Managing your pain is an important part of your breast cancer treatment at Holland Hospital. Some women experience pain resulting from the cancer itself and/or from the cancer treatments. Talk to your doctor if pain becomes a problem for you. The amount of pain you experience may depend on the extent of your breast cancer and your personal tolerance for discomfort.
Pain during cancer and cancer treatment can have a number of causes, including tumors, surgery, chemotherapy, radiation therapy, certain medications, cancer in the bone, and other conditions.
Philosophy of Care
When it comes to managing your pain, as with all other aspects of your cancer care, communication is vital. Doctors won't know how much pain you are experiencing unless you tell them. It's also important to tell your doctors which treatments are working for you and which are not. With your help, we will determine what is causing your pain and the best way to treat it. We can be most effective in helping you when you are an informed and active participant in your treatment.
Protocol
Pain Management in the early stages - Often in the early stages of cancer and cancer treatment, nonsteroidal anti-inflammatory drugs such as ibuprofen or acetaminophen can provide adequate relief for mild to moderate pain. If this is not the case for you, talk to your doctor about switching to a more powerful opioid pain reliever such as oxycodone or morphine.

Material provided:
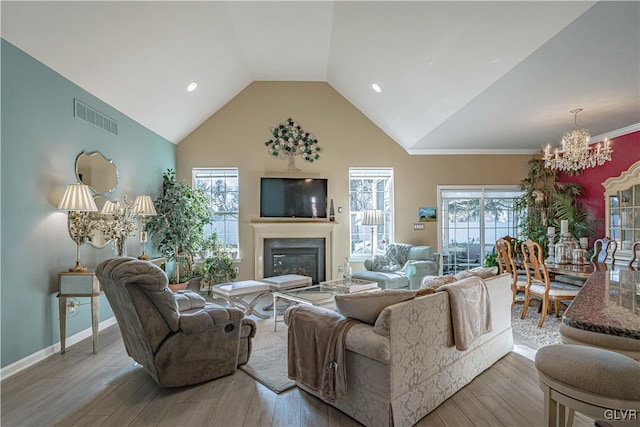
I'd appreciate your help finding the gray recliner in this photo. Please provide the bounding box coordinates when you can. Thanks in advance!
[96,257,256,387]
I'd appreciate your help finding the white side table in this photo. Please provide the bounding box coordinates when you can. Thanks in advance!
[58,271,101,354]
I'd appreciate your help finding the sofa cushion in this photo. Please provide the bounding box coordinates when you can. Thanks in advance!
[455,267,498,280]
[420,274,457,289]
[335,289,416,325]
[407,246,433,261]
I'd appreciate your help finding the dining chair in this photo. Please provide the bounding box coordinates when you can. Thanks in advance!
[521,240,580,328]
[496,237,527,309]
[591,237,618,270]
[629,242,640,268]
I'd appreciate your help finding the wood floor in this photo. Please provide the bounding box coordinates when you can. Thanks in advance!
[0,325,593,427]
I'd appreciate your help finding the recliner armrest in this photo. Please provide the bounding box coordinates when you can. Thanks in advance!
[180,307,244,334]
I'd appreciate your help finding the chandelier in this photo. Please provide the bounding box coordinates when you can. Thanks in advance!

Task: Rewrite the pain management text from "Managing your pain is" up to and including "tolerance for discomfort.", putting "care team" wherever "doctor" appears.

Response below:
Managing your pain is an important part of your breast cancer treatment at Holland Hospital. Some women experience pain resulting from the cancer itself and/or from the cancer treatments. Talk to your care team if pain becomes a problem for you. The amount of pain you experience may depend on the extent of your breast cancer and your personal tolerance for discomfort.